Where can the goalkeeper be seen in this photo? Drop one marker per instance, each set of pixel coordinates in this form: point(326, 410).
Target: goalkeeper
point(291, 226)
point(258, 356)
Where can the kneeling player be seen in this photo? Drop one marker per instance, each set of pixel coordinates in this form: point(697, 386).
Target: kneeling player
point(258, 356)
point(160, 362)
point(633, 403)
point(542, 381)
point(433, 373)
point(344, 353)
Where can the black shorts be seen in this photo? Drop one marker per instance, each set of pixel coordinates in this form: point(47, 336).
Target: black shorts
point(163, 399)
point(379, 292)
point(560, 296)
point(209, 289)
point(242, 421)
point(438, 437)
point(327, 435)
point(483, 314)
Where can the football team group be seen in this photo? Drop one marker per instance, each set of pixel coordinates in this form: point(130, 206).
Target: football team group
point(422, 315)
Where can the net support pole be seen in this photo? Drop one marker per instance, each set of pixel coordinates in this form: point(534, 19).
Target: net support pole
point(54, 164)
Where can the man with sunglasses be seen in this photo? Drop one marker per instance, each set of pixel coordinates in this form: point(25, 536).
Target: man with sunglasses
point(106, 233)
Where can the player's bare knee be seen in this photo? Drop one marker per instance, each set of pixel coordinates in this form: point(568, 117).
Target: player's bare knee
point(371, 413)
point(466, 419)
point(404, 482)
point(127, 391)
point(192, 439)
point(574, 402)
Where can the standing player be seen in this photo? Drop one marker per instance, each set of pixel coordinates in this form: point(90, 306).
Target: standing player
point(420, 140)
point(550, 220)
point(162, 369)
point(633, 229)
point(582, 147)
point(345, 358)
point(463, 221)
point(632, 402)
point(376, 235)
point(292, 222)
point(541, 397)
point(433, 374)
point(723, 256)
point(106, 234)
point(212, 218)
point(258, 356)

_ _ _ _ _

▶ **DESCRIÇÃO DA TAREFA**
Reescreva os itens acima, do início até a linha que contém "point(574, 402)", inclusive, trocando "photo" por "image" e mantendo todo o resto inalterado.

▶ **RESULTADO DO EXERCÍCIO**
Where can the goalkeeper be seen in this image? Drop one marker per instance, each set of pixel coordinates in this form: point(326, 410).
Target: goalkeeper
point(291, 226)
point(258, 356)
Where can the kneeling player be seen in this image? Drop one marker per instance, each set of pixel coordinates in this form: point(697, 386).
Target: kneeling player
point(258, 356)
point(160, 362)
point(633, 403)
point(542, 381)
point(433, 373)
point(344, 353)
Where can the black shorts be seen in this image? Drop one marker per instance, each set of pixel coordinates in this form: point(47, 336).
Target: black shorts
point(163, 399)
point(379, 292)
point(560, 296)
point(209, 289)
point(242, 421)
point(438, 437)
point(327, 435)
point(483, 314)
Where can the football team group be seen in this image? Drop one marker per instance, each set of pixel coordinates in this form: point(130, 206).
Target: football team group
point(422, 315)
Where can the net support pole be seen in this image? Drop one marker per instance, each set of pixel coordinates in this form: point(534, 19).
Target: net support pole
point(54, 164)
Where can the man with sunglasses be seen in this image? Drop one marker per instance, each set of pixel coordinates in this form: point(25, 536).
Target: man with sunglasses
point(106, 233)
Where can the player's bare knee be seen in this image? Drop one marker per instance, each set of pixel coordinates in this form: point(568, 117).
Target: player's bare knee
point(371, 413)
point(466, 419)
point(404, 482)
point(127, 391)
point(192, 439)
point(574, 402)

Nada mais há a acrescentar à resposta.